═══ Supplied material
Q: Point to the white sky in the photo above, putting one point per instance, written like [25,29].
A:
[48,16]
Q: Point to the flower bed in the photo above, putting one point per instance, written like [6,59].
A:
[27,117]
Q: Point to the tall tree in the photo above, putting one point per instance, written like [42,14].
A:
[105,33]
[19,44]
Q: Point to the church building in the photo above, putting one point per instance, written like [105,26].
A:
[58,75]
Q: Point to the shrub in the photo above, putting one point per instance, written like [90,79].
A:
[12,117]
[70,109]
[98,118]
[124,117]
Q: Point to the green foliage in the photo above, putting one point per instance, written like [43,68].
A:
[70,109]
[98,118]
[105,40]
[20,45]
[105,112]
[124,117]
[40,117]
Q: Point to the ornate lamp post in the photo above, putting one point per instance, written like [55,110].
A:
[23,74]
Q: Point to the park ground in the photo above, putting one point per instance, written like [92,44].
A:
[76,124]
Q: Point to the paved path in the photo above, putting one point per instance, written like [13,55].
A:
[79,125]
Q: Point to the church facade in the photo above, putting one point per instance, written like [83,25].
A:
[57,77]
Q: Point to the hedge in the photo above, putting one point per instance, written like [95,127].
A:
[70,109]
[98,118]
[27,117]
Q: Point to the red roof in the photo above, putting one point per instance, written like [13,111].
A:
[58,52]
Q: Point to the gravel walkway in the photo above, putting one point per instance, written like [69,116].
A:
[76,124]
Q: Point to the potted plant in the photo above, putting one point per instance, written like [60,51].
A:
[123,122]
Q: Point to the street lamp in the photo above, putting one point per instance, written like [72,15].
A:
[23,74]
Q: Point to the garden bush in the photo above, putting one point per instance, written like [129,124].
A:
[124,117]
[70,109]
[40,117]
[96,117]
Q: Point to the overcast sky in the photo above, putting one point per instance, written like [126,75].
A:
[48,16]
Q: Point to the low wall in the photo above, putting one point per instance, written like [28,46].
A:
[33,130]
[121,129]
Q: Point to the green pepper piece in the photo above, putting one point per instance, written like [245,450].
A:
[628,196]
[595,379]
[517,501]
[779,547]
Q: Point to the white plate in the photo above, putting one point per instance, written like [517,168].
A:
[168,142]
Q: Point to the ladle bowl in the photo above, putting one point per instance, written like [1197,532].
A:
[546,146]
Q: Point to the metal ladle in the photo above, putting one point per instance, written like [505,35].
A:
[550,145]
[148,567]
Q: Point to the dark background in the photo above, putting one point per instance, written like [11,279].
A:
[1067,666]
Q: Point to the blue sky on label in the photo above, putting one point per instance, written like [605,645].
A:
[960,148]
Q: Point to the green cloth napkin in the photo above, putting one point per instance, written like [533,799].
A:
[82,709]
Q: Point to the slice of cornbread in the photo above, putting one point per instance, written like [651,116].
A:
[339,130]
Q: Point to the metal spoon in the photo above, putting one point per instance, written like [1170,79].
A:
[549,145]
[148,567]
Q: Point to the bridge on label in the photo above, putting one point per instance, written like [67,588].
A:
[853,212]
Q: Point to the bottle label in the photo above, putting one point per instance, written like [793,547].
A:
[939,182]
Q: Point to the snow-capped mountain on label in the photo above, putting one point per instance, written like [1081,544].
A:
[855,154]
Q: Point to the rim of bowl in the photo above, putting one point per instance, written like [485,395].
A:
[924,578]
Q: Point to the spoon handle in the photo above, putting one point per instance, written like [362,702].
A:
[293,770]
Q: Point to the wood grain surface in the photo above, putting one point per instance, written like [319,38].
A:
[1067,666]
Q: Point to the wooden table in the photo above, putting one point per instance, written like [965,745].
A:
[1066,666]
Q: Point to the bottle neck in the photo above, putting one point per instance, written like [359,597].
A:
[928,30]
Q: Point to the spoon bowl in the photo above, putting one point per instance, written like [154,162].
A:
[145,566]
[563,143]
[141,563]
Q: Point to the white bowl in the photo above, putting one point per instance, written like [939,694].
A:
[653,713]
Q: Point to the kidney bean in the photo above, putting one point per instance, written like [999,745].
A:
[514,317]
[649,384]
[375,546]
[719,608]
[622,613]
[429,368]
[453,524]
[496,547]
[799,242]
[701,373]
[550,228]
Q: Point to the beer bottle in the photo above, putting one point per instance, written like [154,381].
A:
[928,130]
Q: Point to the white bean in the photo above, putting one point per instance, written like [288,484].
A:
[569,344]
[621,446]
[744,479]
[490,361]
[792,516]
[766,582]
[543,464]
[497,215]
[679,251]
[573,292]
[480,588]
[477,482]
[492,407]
══════
• [Assignment]: Please retype every entry above exactly as it stands.

• [Answer to the problem]:
Q: Point to the white sky in the photo above, putting one point per instance, written like [25,29].
A:
[48,16]
Q: Point to the flower bed in the photo above, putting one point per instance, written like [6,59].
A:
[27,117]
Q: Point to the tall tree in the photo above, putting one point per instance, written like [42,14].
A:
[105,33]
[19,44]
Q: Point to the church building in the photo above, putting one point per instance, written like [105,26].
A:
[58,75]
Q: Point to the shrub in the photo above, putting one point per instance, written like [90,79].
A:
[12,117]
[70,109]
[98,118]
[124,117]
Q: Point to the green foliage in the photo above, putting one point per instance, written like [43,68].
A:
[70,109]
[98,118]
[105,40]
[20,45]
[105,112]
[124,117]
[40,117]
Q: Point to the ornate lamp post in the photo above, putting one point per instance, written like [55,110].
A:
[23,74]
Q: Point to the park ground in the photo above, putting one point per instance, written like [92,44].
A:
[76,124]
Q: Point to the paved path in the photo above, putting one point per instance, written like [13,55].
A:
[79,125]
Q: Point to the church facade in the photo above, putting one point per instance, written like [83,25].
A:
[57,77]
Q: Point to the hedge in the photo above, putting one point per instance, written like [95,127].
A:
[70,109]
[98,118]
[27,117]
Q: Point to the red roof in the photo above, putting one point per instance, written like [13,111].
A:
[58,52]
Q: Point to the gravel walkway in the photo above, putting one point per instance, written like [69,116].
A:
[76,124]
Q: Point to the potted plant in the photo above, putting one point per instance, written like [60,51].
A:
[123,122]
Q: Point to the street lamp in the photo above, putting one point per instance, written like [72,15].
A:
[23,74]
Q: Point to the garden bush in the photo above, putting one point per instance, written like [129,124].
A:
[124,117]
[70,109]
[40,117]
[96,117]
Q: Point to the overcast sky in the photo above, putting one point per instance, written like [126,75].
A:
[48,16]
Q: Point to the low wall in the photo above, putting one point per instance, written like [28,46].
A:
[33,130]
[121,129]
Q: Point to the green pepper piece in the photo above, putting one point per instance, written like [245,450].
A:
[628,196]
[595,379]
[517,501]
[779,547]
Q: Point to the white plate in the photo above, putting one point per instance, written like [517,168].
A:
[168,142]
Q: Point to the ladle bowl in the photo above, putting one point per instance, written like [1197,532].
A:
[546,146]
Q: Point to the metal ladle in the photo above, putting one point per instance, written like [505,35].
A:
[550,145]
[148,567]
Q: Point to the dark background in the photo above, putting one point per instance, written like [11,279].
A:
[1067,666]
Q: Point to the blue sky on label in the photo above, putting one point per instance, written like [605,645].
A:
[960,148]
Q: Point to the green cloth napkin in the photo above, putting one point per instance, written like [533,799].
A:
[82,709]
Q: Point to the slice of cornbread in the photo above, putting one point per instance, written like [651,116].
A:
[339,130]
Q: Point to the metal spoon in the photo above, putting one point per instance, written like [1170,79].
A:
[549,145]
[148,567]
Q: Point to the bridge on label in the photo above, putting one point per instance, written like [67,588].
A:
[853,212]
Q: Point to the bottle label in the photo above, putting one point per instance, written like [793,547].
A:
[939,182]
Q: Point to the snow-capped mountain on label in the photo above, putting one point per instance, written like [1081,544].
A:
[855,154]
Q: Point to the rim of bowl in the photo above, putting one point per instance, written like [485,395].
A:
[924,578]
Q: Point to the spoon handle in the photo above, putting one point per instance, written like [362,702].
A:
[293,770]
Q: Point to the wood grain surface in the photo above, putting one point per instance, written like [319,38].
A:
[1067,666]
Q: Point to the wooden table in the photo above, putting one point per instance, written like [965,745].
A:
[1066,666]
Q: Point to the bottle neck in the photo above, putting one point per instance, written like [359,597].
A:
[928,30]
Q: Point to the spoon bowl in the photo above, putting one point per instance, written like [154,162].
A:
[145,566]
[563,143]
[141,563]
Q: Point to the white bowl in the photo above, putting one point per instance, written like [939,694].
A:
[653,713]
Q: Point to the kidney bean in the photo above, putting one point per instance, written like [999,745].
A:
[514,317]
[649,384]
[375,546]
[719,608]
[622,613]
[429,368]
[453,524]
[496,547]
[799,242]
[701,373]
[550,228]
Q: Point to the beer bottle in the photo above, putting one point per instance, written like [154,381].
A:
[928,130]
Q: Point to the white bean in the photo above, putting one point per instance, written like [288,484].
A:
[569,344]
[621,446]
[744,479]
[490,361]
[792,516]
[766,582]
[543,464]
[497,215]
[679,251]
[573,292]
[480,588]
[477,482]
[492,407]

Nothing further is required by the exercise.